(DESCRIÇÃO DA TAREFA):
Reproduza, sem qualquer alteração, o trecho que vai da linha que contém "Where is each instance of the wooden" até a linha que contém "point(172, 860)", ambas incluídas. Não apresente nenhuma outra linha.
━━━ ITENS ━━━
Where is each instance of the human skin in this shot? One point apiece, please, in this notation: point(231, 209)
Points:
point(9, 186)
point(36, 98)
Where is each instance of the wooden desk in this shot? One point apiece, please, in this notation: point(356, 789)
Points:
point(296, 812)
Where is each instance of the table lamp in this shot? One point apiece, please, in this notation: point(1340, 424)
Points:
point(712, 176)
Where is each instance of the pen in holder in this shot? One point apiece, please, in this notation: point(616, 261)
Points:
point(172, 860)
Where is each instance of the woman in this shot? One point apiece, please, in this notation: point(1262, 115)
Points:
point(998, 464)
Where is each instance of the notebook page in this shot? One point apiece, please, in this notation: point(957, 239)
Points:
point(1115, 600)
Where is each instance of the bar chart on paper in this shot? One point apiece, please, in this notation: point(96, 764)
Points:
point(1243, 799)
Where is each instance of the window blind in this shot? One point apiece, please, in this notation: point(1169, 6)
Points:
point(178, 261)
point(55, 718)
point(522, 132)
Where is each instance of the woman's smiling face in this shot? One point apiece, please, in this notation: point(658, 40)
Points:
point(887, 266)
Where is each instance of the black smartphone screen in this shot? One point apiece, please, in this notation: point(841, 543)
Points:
━━━
(RESULTADO DA TAREFA):
Where is each instance of the wooden desk in this shot? One point apiece, please, in this notation: point(356, 789)
Points:
point(296, 812)
Where is each instance of the table lamp in this shot? One point apiece, please, in this notation: point(1340, 424)
Points:
point(712, 176)
Where is each instance of the pen in holder in this shot? One point apiece, please, in this notation: point(616, 261)
Points:
point(172, 860)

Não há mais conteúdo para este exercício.